» **Saved entries**:
--------

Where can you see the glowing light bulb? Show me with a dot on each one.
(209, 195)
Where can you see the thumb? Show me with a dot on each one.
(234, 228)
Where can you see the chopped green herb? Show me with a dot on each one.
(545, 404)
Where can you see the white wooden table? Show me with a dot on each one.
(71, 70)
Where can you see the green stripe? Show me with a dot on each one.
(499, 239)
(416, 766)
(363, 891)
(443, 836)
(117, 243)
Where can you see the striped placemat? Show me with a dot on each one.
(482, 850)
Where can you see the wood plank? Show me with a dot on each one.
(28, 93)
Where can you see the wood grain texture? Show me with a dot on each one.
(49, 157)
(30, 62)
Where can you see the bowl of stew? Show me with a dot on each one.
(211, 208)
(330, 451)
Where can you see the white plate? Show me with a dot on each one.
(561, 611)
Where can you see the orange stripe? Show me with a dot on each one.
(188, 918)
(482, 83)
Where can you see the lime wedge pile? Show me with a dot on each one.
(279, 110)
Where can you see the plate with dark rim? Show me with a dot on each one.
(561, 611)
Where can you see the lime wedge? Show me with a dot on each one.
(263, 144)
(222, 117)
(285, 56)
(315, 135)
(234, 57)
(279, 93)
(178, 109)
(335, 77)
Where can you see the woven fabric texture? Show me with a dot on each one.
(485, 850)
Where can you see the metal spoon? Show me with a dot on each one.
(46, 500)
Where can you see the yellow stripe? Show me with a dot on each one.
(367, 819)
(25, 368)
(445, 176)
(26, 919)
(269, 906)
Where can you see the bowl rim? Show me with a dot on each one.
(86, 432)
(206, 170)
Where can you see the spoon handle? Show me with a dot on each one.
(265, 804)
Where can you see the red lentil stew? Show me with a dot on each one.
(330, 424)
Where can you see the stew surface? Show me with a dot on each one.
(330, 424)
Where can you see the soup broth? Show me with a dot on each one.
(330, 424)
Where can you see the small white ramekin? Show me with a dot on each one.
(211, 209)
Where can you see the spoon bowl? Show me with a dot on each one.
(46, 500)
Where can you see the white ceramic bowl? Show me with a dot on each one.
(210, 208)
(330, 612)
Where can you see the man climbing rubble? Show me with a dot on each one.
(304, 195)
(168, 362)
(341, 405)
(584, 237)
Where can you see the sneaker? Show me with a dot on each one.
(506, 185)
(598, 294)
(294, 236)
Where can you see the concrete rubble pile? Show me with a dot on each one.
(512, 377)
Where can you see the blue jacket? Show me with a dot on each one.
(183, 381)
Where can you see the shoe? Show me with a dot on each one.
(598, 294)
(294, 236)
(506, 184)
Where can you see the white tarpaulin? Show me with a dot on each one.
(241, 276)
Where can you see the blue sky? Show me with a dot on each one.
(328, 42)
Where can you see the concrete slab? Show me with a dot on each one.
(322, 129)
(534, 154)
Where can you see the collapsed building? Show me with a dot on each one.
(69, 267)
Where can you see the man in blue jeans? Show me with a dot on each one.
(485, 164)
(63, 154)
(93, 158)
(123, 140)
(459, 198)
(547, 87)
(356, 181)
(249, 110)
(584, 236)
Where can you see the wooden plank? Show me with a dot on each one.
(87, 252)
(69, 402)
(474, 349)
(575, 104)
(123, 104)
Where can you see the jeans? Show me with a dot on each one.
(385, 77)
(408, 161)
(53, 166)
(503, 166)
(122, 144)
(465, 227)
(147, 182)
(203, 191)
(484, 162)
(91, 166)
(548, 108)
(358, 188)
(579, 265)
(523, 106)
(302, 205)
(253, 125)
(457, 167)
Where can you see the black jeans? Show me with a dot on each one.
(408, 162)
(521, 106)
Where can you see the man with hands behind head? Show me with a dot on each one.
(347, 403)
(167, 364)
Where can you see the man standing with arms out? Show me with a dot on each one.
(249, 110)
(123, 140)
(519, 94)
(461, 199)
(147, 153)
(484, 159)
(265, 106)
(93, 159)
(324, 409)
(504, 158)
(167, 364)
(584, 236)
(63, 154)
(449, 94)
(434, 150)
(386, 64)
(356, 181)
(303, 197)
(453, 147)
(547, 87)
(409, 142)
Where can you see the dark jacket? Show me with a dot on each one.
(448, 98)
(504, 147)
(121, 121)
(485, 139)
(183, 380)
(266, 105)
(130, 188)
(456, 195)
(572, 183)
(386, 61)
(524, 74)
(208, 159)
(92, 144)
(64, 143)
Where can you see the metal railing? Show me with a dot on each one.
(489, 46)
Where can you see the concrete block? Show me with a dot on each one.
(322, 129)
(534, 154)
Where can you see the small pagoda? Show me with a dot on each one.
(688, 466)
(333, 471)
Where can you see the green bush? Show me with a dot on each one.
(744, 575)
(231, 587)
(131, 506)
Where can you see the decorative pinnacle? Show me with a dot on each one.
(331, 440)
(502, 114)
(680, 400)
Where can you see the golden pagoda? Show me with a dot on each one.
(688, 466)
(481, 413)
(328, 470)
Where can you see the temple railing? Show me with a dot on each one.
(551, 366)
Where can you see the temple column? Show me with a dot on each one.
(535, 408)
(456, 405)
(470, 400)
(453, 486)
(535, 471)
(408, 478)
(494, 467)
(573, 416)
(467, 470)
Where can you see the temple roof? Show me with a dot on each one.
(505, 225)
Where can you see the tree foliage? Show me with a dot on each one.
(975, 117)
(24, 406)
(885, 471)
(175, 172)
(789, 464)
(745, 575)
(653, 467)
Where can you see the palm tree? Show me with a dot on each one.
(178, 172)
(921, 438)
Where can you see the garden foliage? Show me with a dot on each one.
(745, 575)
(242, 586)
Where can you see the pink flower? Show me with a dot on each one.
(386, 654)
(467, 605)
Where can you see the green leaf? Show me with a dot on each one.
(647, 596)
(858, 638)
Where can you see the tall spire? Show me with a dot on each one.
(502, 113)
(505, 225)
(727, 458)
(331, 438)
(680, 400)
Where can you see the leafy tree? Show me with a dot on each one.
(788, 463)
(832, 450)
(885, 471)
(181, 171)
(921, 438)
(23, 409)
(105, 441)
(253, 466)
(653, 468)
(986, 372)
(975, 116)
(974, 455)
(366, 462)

--------

» **YOUR OBJECTIVE**: Output all of the records above unchanged.

» **PROBLEM SOLUTION**:
Where can you see the glowing light bulb? Show me with a dot on each one.
(209, 195)
Where can you see the thumb? Show me with a dot on each one.
(234, 228)
Where can you see the chopped green herb? Show me with a dot on each one.
(545, 404)
Where can you see the white wooden table? Show me with a dot on each one.
(71, 70)
Where can you see the green stripe? Show me with a dot on each one.
(499, 239)
(416, 766)
(363, 891)
(443, 836)
(117, 243)
Where can you see the striped placemat? Show me with a dot on each one.
(482, 850)
Where can you see the wood plank? Show me with a dot on each one.
(28, 93)
Where can you see the wood grain texture? Show me with a dot on each one.
(49, 157)
(30, 62)
Where can you see the bowl of stew? Show me with a dot on each one.
(211, 208)
(330, 451)
Where can you see the white plate? Show me with a dot on each one.
(561, 611)
Where can you see the orange stripe? Show me with a dot on each one.
(188, 918)
(482, 83)
Where can you see the lime wedge pile? Show me with a dot on each one.
(279, 110)
Where can you see the plate with dark rim? Show me with a dot on each one.
(561, 611)
Where can you see the lime wedge? Show me with a dot on each one.
(263, 144)
(222, 117)
(285, 56)
(315, 135)
(234, 57)
(279, 93)
(178, 109)
(335, 77)
Where can you see the woven fabric texture? Show me with a dot on each one.
(485, 850)
Where can you see the metal spoon? Show me with a dot on each one.
(46, 500)
Where can you see the yellow stripe? Show me with a dot on each one.
(367, 819)
(25, 368)
(445, 176)
(26, 919)
(269, 906)
Where can you see the bowl rim? Show me with a dot on each one.
(86, 432)
(206, 170)
Where can you see the spoon handle? Show me with a dot on each one.
(265, 804)
Where can you see the red lentil stew? Show me with a dot on each one.
(330, 424)
Where can you see the stew surface? Show me with a dot on each one.
(330, 424)
Where can you see the soup broth? Show me with a dot on each one.
(330, 424)
Where can you see the small white ramekin? Show me with a dot on each one.
(211, 209)
Where can you see the spoon bowl? Show me with a dot on each one.
(46, 500)
Where can you see the white ceramic bowl? Show me with a dot on each one.
(210, 208)
(330, 612)
Where can you see the man climbing rubble? Show me with a dot on each one.
(304, 195)
(168, 362)
(341, 405)
(584, 237)
Where can you see the sneaker? Show me with a dot on each one.
(506, 185)
(598, 294)
(294, 236)
Where can you see the concrete rubble pile? Show me with a dot on each one.
(512, 377)
Where can you see the blue jacket? Show me with a dot on each one.
(183, 381)
Where can you see the shoe? Show me with a dot on each one.
(598, 294)
(294, 236)
(506, 184)
Where can you see the white tarpaulin? Show me with a dot on each one.
(241, 276)
Where can you see the blue sky? Show me with a dot on each one.
(328, 42)
Where can you see the concrete slab? Show me with a dot on each one.
(322, 129)
(534, 154)
Where can you see the collapsed building? Show me with a dot on each one.
(69, 267)
Where can you see the man in blue jeans? Show me with a dot on each one.
(485, 164)
(63, 154)
(93, 158)
(123, 140)
(459, 198)
(547, 87)
(356, 181)
(249, 110)
(584, 236)
Where can you see the wooden plank? Show me with a dot on each one.
(87, 252)
(69, 402)
(474, 349)
(575, 104)
(123, 104)
Where can you see the jeans? Show me with a dot on each one.
(385, 77)
(408, 161)
(53, 166)
(503, 166)
(122, 144)
(465, 227)
(147, 182)
(203, 191)
(484, 162)
(91, 166)
(548, 108)
(358, 188)
(579, 265)
(523, 106)
(302, 205)
(253, 125)
(457, 167)
Where can you see the black jeans? Show me with a dot on each one.
(408, 162)
(521, 106)
Where can you see the man with hands behind head? Show me with a dot on each one.
(347, 403)
(167, 364)
Where can you see the man standing with arms out? Show me with a dot on each one.
(249, 110)
(123, 140)
(519, 94)
(461, 199)
(147, 153)
(484, 159)
(265, 106)
(93, 159)
(324, 409)
(504, 158)
(167, 364)
(584, 236)
(63, 154)
(449, 94)
(434, 150)
(386, 64)
(356, 181)
(303, 197)
(453, 147)
(547, 87)
(409, 142)
Where can you see the dark jacket? Show me with a dot on each one.
(448, 98)
(504, 147)
(121, 121)
(485, 139)
(183, 380)
(266, 105)
(130, 188)
(456, 195)
(572, 183)
(386, 61)
(524, 74)
(208, 159)
(92, 144)
(64, 143)
Where can you see the metal railing? Show me with a dot on each one.
(489, 46)
Where can you see the concrete block? Show me with a dot on each one.
(322, 129)
(534, 154)
Where can you see the small pagoda? Show me with a dot on each one.
(688, 466)
(333, 471)
Where can you see the green bush? Show me with a dot on each one.
(744, 575)
(231, 587)
(131, 506)
Where can you see the decorative pinnacle? Show me with a dot on each one.
(331, 440)
(502, 114)
(680, 400)
Where can you see the golden pagoda? Show me with a dot on each one.
(688, 466)
(481, 413)
(328, 470)
Where can you see the temple railing? Show me with a dot on each one.
(551, 366)
Where can you see the temple column? Show me with a dot on each one.
(535, 408)
(456, 405)
(470, 400)
(453, 486)
(535, 471)
(408, 478)
(494, 467)
(573, 416)
(467, 470)
Where can you see the temple roof? Show me with a dot on each one.
(505, 225)
Where can you see the tree foliage? Show me with a dot on each one.
(975, 117)
(24, 406)
(885, 471)
(175, 172)
(789, 464)
(745, 575)
(653, 467)
Where can you see the palm tree? Show me with a dot on each one.
(178, 172)
(921, 438)
Where can you see the garden foliage? Show me with a dot on each one.
(745, 575)
(242, 586)
Where can you see the pink flower? Show me with a dot on each one.
(386, 654)
(467, 605)
Where can you see the green leaf? Show me with a dot on each one.
(647, 596)
(858, 638)
Where can you see the tall spire? Show me with a dot on each one.
(502, 113)
(505, 225)
(727, 458)
(331, 438)
(680, 400)
Where can you see the leafy tree? Show me with a dot on each one.
(788, 463)
(832, 450)
(885, 471)
(181, 171)
(921, 438)
(23, 409)
(105, 441)
(253, 466)
(653, 468)
(986, 372)
(975, 116)
(974, 455)
(366, 462)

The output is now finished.